[Dataset rows]
=====

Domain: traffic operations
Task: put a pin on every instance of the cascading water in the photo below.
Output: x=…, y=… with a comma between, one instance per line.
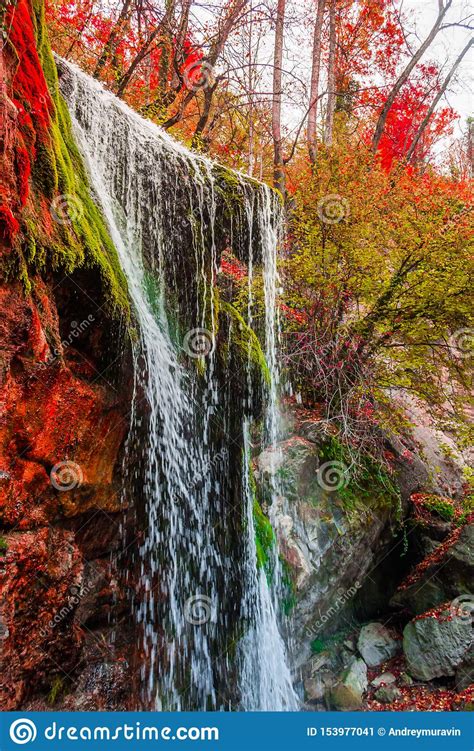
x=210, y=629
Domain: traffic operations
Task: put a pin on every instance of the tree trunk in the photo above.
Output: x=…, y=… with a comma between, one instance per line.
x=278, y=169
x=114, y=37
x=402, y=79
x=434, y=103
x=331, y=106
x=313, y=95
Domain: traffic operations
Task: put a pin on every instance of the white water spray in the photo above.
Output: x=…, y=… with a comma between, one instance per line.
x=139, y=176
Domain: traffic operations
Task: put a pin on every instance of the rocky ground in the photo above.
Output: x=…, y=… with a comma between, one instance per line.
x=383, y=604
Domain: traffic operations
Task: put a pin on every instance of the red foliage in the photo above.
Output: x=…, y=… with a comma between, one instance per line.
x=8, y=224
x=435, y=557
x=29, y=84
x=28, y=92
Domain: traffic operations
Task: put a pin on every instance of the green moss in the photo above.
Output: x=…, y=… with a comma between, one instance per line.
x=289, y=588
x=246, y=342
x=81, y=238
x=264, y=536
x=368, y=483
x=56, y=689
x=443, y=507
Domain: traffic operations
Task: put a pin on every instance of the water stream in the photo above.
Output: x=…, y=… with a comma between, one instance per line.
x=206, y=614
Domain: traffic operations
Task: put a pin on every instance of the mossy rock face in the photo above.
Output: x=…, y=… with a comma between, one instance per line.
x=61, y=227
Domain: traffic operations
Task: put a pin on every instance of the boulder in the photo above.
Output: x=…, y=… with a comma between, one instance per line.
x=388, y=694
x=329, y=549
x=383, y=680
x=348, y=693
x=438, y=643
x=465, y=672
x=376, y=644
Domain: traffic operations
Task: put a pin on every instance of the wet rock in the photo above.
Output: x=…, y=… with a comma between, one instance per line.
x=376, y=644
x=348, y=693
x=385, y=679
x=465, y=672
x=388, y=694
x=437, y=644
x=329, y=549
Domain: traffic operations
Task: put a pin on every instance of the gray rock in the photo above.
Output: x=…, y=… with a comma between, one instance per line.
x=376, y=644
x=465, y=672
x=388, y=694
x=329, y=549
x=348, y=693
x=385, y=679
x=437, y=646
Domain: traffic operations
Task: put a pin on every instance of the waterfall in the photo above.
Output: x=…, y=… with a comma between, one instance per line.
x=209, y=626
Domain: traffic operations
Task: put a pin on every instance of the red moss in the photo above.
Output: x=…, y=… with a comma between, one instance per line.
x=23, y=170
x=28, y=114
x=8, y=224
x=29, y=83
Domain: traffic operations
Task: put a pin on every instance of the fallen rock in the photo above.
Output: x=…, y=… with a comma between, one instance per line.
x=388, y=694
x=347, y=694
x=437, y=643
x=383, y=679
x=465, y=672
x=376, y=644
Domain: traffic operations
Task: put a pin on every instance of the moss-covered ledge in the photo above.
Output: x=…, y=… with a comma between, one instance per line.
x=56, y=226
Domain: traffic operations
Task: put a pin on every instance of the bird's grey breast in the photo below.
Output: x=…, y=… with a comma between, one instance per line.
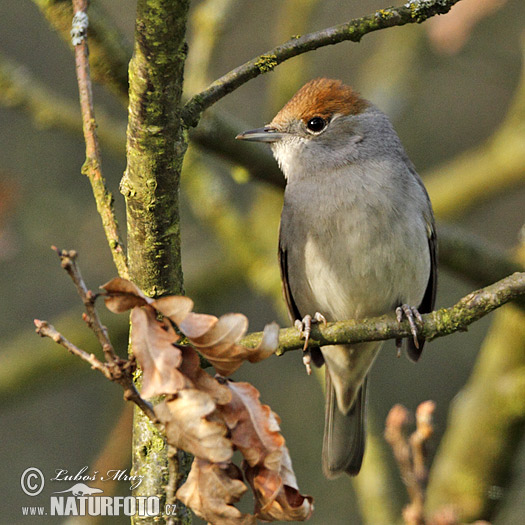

=====

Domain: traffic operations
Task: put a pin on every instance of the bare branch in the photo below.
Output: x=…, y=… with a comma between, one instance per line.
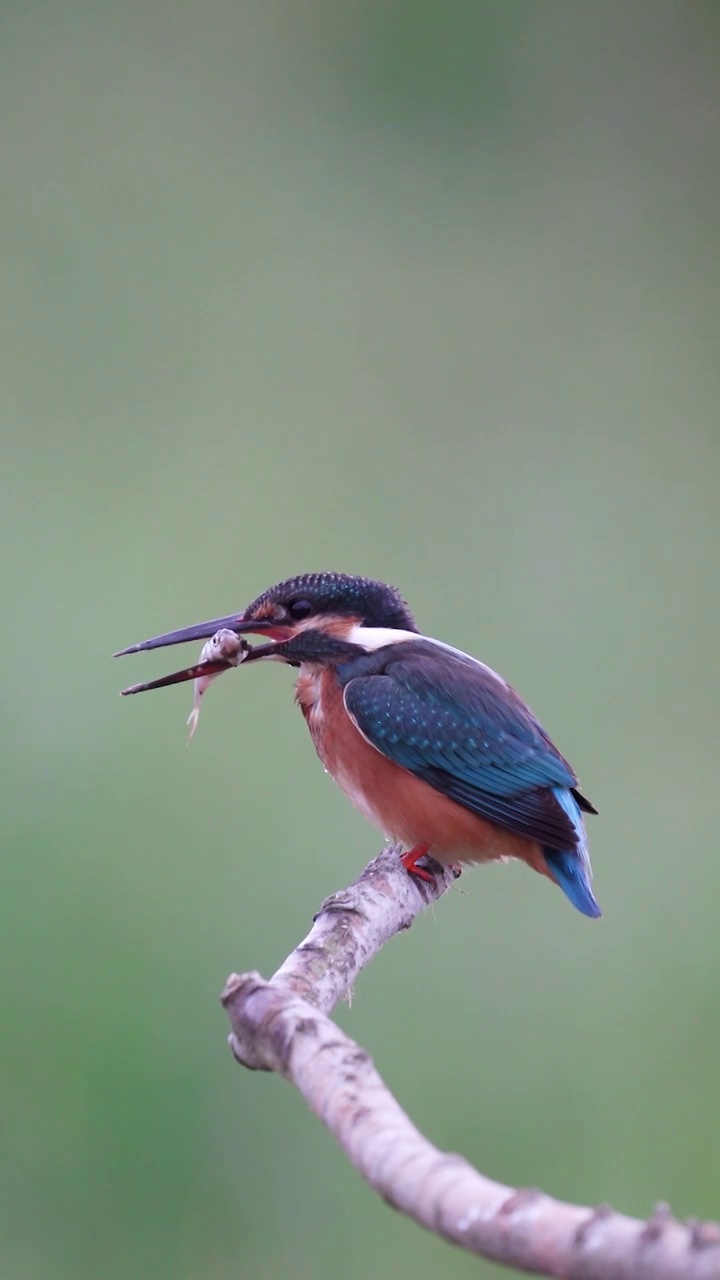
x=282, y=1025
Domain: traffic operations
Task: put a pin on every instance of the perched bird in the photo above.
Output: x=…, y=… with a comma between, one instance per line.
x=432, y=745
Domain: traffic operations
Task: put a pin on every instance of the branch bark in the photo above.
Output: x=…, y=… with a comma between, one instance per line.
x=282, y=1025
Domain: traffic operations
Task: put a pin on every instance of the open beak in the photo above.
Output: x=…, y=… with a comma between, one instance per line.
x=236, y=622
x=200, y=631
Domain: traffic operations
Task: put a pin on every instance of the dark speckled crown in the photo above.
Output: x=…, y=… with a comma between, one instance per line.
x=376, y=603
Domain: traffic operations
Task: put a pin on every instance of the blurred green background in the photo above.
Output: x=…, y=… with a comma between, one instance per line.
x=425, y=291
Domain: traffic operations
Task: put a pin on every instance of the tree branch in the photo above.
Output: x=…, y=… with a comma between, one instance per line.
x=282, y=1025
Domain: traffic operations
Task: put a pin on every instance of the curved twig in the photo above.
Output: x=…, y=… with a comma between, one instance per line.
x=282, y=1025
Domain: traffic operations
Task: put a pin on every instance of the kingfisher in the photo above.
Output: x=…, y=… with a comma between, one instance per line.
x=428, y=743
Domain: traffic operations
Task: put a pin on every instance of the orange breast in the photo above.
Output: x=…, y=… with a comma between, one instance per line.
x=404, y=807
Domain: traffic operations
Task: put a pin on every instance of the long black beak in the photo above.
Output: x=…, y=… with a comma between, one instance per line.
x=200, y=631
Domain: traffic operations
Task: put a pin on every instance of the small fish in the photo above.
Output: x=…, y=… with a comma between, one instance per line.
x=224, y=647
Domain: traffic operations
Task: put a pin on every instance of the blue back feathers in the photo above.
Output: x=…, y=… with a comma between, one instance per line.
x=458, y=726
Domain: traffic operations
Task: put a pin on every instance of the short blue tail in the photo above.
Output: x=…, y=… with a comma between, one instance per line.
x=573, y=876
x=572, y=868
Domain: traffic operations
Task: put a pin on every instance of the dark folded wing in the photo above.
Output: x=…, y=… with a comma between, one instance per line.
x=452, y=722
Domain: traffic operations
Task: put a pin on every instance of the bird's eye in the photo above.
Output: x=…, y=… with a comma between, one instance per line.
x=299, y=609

=====

* **GIVEN REQUEST**: Which lines in the records above contain the word "tree"? List each of them in full.

* **FINISHED TASK**:
Task: put a pin on every instance of the tree trunk in the photo above.
Task: put a pin on every instance of the tree branch in the photo above.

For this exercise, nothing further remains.